Aim of the exercise: Please reproduce all of the material below verbatim, keeping every line, character, and space unchanged.

Task inputs:

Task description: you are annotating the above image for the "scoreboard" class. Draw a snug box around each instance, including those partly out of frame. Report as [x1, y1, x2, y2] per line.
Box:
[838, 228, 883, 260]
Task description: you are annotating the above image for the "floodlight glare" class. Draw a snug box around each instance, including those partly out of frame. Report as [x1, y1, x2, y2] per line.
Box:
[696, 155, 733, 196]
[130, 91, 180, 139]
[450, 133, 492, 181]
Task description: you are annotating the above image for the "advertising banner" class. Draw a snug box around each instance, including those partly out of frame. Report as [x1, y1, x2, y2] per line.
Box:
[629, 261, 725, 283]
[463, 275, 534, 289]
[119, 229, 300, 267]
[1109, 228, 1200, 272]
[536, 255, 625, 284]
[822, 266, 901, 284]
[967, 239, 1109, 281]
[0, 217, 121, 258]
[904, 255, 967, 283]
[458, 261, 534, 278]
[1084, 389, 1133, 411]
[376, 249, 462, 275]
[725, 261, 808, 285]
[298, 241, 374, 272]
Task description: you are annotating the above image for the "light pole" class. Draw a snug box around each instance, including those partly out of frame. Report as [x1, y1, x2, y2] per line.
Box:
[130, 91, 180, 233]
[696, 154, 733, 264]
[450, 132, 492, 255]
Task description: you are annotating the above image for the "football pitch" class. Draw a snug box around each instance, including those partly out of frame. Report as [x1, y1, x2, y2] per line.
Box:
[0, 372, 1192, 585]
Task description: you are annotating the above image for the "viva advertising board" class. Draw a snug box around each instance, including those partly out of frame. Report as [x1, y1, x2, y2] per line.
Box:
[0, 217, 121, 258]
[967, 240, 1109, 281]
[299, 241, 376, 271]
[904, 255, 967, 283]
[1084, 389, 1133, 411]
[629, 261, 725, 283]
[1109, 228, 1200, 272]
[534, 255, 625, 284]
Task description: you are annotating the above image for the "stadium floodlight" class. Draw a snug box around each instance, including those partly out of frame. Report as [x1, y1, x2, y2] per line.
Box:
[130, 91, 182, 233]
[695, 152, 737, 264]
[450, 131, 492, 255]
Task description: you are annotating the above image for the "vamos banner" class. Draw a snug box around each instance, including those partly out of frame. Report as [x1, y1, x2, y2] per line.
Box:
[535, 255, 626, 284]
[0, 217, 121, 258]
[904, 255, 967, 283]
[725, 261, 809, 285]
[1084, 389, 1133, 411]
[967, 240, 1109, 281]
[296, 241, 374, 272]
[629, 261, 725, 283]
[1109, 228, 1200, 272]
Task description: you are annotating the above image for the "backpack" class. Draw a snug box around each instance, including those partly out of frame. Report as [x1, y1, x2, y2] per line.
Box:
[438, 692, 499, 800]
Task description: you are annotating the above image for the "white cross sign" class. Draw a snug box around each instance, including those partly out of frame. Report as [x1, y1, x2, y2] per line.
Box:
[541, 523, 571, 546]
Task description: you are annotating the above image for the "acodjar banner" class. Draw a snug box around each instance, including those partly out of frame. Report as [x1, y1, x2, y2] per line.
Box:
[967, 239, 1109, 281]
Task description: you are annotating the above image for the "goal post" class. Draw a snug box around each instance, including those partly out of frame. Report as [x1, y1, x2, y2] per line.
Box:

Response below:
Task description: you are annotating the above image for the "scoreboard" class. Draw a snug box around each instance, including those partly out of frame. Report as [x1, y1, x2, y2] per line.
Box:
[838, 228, 883, 260]
Task description: you are annotating the above image for the "floodlight glare" class. Draw a snug box around each instance, including those partly out of frame. Report as [x1, y1, x2, y2] per line.
Box:
[696, 155, 733, 196]
[130, 91, 180, 139]
[450, 133, 492, 181]
Task description: you are annotating the above image for the "advertising banner" class. Draw a snug box around each instance, including those partly out of frame. Report as [x1, y1, x2, y2] per line.
Box:
[629, 261, 725, 283]
[463, 275, 534, 289]
[119, 229, 300, 267]
[1109, 228, 1200, 272]
[536, 255, 625, 284]
[822, 266, 901, 284]
[967, 239, 1109, 281]
[0, 217, 121, 258]
[904, 255, 967, 283]
[458, 261, 534, 278]
[1084, 389, 1133, 411]
[376, 249, 462, 275]
[725, 261, 808, 285]
[298, 241, 374, 272]
Task description: you are annotating the above image for the "light pole" class. Draw a snug box around each instance, including those partly out of frame. Report as [x1, y1, x2, y2] per line.
Box:
[130, 91, 180, 233]
[696, 154, 733, 264]
[450, 132, 492, 255]
Task description: you are annotating the above image for the "football pitch" class. Draw a snug box around each instance, including those partly out of frame. Report as [x1, y1, x2, y2] per line.
Box:
[0, 372, 1192, 585]
Task description: you are annotating the above image for the "viva advertising board" class. Draw a snug box around each instance, including those partly out of frame. Report as [x1, y1, x2, y2] per line.
Box:
[0, 217, 121, 258]
[967, 240, 1109, 281]
[299, 241, 376, 271]
[904, 255, 967, 283]
[1084, 389, 1133, 411]
[629, 261, 725, 283]
[1109, 228, 1200, 272]
[534, 255, 625, 284]
Task description: you are annotating the above image for the "stadium floodlight" class. Draw a snug box around each instance, including those partly out of frame. Report as [x1, y1, x2, y2] per line.
Box:
[130, 91, 182, 233]
[695, 152, 737, 264]
[450, 131, 492, 255]
Task description: you are annotating the above image for the "vamos banner" class. Draw a snug box around each instance, including those partly out of frame. Report as [x1, y1, x2, y2] per line.
Box:
[535, 255, 626, 284]
[0, 217, 121, 258]
[904, 255, 967, 283]
[725, 261, 809, 285]
[1084, 389, 1133, 411]
[967, 240, 1109, 281]
[296, 241, 374, 272]
[629, 261, 725, 283]
[1109, 228, 1200, 272]
Task description: you are annotating the above image for the "backpack" class. Draw a snug box around each instance, including those partly out of frame. Report as [x1, y1, x2, y2] per line.
Box:
[438, 692, 499, 800]
Task description: you are annotating the above image for the "white cross sign" class. Draw a snug box around each instance, including those partly out of frame. Report as [x1, y1, x2, y2] per line.
Box:
[541, 523, 571, 546]
Task description: you are annotating the above image for the "acodjar banner" class. Draw a snug box around each instance, including those partly out of frame. Report as [x1, y1, x2, y2] per line.
Box:
[967, 239, 1109, 281]
Task description: you are annotating the above image for the "goal post" class. Draw a snug box around each instance, including those partly out of frame. Report as [x1, y1, x2, y2] per line.
Box:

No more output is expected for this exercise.